*** Begin section ***
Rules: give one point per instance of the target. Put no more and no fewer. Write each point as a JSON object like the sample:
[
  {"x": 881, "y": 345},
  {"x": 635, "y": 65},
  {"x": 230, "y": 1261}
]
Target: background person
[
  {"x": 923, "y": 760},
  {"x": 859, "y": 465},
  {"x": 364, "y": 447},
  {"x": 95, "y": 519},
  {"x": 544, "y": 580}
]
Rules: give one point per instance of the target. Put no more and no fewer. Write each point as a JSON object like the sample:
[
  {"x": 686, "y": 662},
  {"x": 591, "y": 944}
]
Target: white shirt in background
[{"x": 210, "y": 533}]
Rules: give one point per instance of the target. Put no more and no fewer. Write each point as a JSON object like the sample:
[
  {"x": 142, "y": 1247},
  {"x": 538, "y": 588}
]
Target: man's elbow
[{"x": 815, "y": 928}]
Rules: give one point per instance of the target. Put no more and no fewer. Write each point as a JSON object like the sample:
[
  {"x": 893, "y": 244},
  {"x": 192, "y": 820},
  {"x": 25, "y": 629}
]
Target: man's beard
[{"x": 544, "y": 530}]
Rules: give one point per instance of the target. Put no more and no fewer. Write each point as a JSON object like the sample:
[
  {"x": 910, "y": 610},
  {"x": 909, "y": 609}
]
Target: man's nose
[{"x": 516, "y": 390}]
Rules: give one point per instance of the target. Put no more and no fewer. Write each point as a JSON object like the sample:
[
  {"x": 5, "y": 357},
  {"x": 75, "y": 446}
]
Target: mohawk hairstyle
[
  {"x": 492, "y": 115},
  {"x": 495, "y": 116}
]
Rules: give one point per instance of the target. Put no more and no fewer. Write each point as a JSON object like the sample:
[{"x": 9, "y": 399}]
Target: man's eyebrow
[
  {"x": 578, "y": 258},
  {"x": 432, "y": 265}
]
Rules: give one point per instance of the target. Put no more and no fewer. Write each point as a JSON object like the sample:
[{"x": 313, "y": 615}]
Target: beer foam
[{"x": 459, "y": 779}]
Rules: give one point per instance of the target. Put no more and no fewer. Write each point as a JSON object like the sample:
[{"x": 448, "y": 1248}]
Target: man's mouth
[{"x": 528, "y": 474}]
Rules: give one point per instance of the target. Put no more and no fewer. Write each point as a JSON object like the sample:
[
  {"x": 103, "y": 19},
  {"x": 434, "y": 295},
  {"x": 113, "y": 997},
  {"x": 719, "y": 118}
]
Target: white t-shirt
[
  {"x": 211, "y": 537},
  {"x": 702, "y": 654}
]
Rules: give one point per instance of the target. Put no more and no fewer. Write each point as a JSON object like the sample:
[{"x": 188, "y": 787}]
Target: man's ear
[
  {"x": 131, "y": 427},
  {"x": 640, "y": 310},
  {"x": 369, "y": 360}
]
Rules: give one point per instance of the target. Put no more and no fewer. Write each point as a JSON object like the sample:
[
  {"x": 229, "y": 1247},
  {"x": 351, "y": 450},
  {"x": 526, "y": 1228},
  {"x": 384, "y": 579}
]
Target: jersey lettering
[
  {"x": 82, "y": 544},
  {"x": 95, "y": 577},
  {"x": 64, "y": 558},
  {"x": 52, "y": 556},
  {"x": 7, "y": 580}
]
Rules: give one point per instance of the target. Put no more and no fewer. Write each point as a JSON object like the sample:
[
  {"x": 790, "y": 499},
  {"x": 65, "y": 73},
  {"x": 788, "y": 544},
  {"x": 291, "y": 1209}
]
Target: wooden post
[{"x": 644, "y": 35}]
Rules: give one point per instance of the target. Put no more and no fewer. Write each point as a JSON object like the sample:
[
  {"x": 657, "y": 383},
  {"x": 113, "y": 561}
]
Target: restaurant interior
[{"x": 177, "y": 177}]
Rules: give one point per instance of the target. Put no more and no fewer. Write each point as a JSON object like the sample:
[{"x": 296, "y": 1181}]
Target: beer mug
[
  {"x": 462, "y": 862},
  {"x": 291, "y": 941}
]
*** End section ***
Repeat all of the material above exactly, with no line dropped.

Rules: give one point per instance of the target. Put no more and no fewer. Write each point as a JSON object like the sample:
[
  {"x": 881, "y": 345},
  {"x": 635, "y": 65},
  {"x": 230, "y": 1261}
]
Target: background person
[
  {"x": 923, "y": 760},
  {"x": 859, "y": 465},
  {"x": 364, "y": 447},
  {"x": 95, "y": 519},
  {"x": 544, "y": 580}
]
Rules: give one point per instance of the target. Put no more and no fewer. Write each point as a JSON object like the sample:
[
  {"x": 686, "y": 662},
  {"x": 591, "y": 944}
]
Target: white shirt in background
[{"x": 210, "y": 533}]
Rules: give one point per instance of the target. Put no more and no fewer. Write each point as a JSON object like the sample:
[
  {"x": 142, "y": 1247},
  {"x": 538, "y": 588}
]
Target: man's elbow
[{"x": 815, "y": 928}]
Rules: give one point per instance of the target. Put no more and no fewer. Write each point as a JSON object like the sample:
[
  {"x": 893, "y": 244},
  {"x": 192, "y": 820},
  {"x": 25, "y": 629}
]
Target: man's beard
[{"x": 544, "y": 530}]
Rules: give one point per instance of the target. Put no more and no fewer. Write each point as a JSON object like the sample:
[
  {"x": 910, "y": 610},
  {"x": 909, "y": 609}
]
Target: man's nose
[{"x": 516, "y": 390}]
Rules: give one point per instance of the target. Put no more and no fewer. Write each point as a JSON object like the sample:
[
  {"x": 5, "y": 357},
  {"x": 75, "y": 446}
]
Target: mohawk hairstyle
[
  {"x": 492, "y": 115},
  {"x": 495, "y": 116}
]
Rules: give one point per instance of the target. Put no more and no fewer. Write each point as a JSON object like the sample:
[{"x": 9, "y": 399}]
Target: man's eyebrow
[
  {"x": 578, "y": 258},
  {"x": 432, "y": 265}
]
Rules: give one point per instance of the target. Put no more and no fewer. Write each point as a JSON object like the sample:
[{"x": 313, "y": 615}]
Target: beer foam
[{"x": 459, "y": 779}]
Rules: give one point per instance of the target. Put no more and no fewer. Write each point as a JSON object like the sample:
[{"x": 448, "y": 1248}]
Target: man's mouth
[{"x": 528, "y": 474}]
Rules: give one point per instance of the target. Put no more and no fewer. Write each point as a JSON object like the sample:
[
  {"x": 103, "y": 19},
  {"x": 434, "y": 295},
  {"x": 113, "y": 997},
  {"x": 719, "y": 118}
]
Target: white t-shirt
[
  {"x": 211, "y": 537},
  {"x": 702, "y": 654}
]
Rules: give one point per instance of the target. Put no more and no fewer. Write each point as a JSON object like the sample:
[{"x": 188, "y": 787}]
Target: man's ear
[
  {"x": 131, "y": 427},
  {"x": 640, "y": 310},
  {"x": 369, "y": 360}
]
Rules: give one point per instance of the target. Put no more and no fewer. Write each point as a JSON object like the sample:
[
  {"x": 229, "y": 1247},
  {"x": 351, "y": 450},
  {"x": 526, "y": 1228},
  {"x": 384, "y": 579}
]
Target: jersey lettering
[
  {"x": 82, "y": 544},
  {"x": 95, "y": 577},
  {"x": 64, "y": 558},
  {"x": 52, "y": 556},
  {"x": 7, "y": 580}
]
Rules: give one point per instance of the target. Put no more and no fewer. Write each point as a JSON object like the sample:
[
  {"x": 790, "y": 499},
  {"x": 65, "y": 73},
  {"x": 788, "y": 544},
  {"x": 291, "y": 1209}
]
Target: wooden post
[{"x": 644, "y": 35}]
Rules: give one point per instance of the target. Put no more and no fewer. Write each point as a JSON object like the sample:
[
  {"x": 657, "y": 383},
  {"x": 113, "y": 561}
]
Target: restaurant interior
[{"x": 177, "y": 177}]
Rules: give one point per instance of the target. Put no more and no fewer. Write each point as a JSON object like the sample:
[{"x": 296, "y": 1181}]
Target: beer mug
[
  {"x": 462, "y": 862},
  {"x": 291, "y": 941}
]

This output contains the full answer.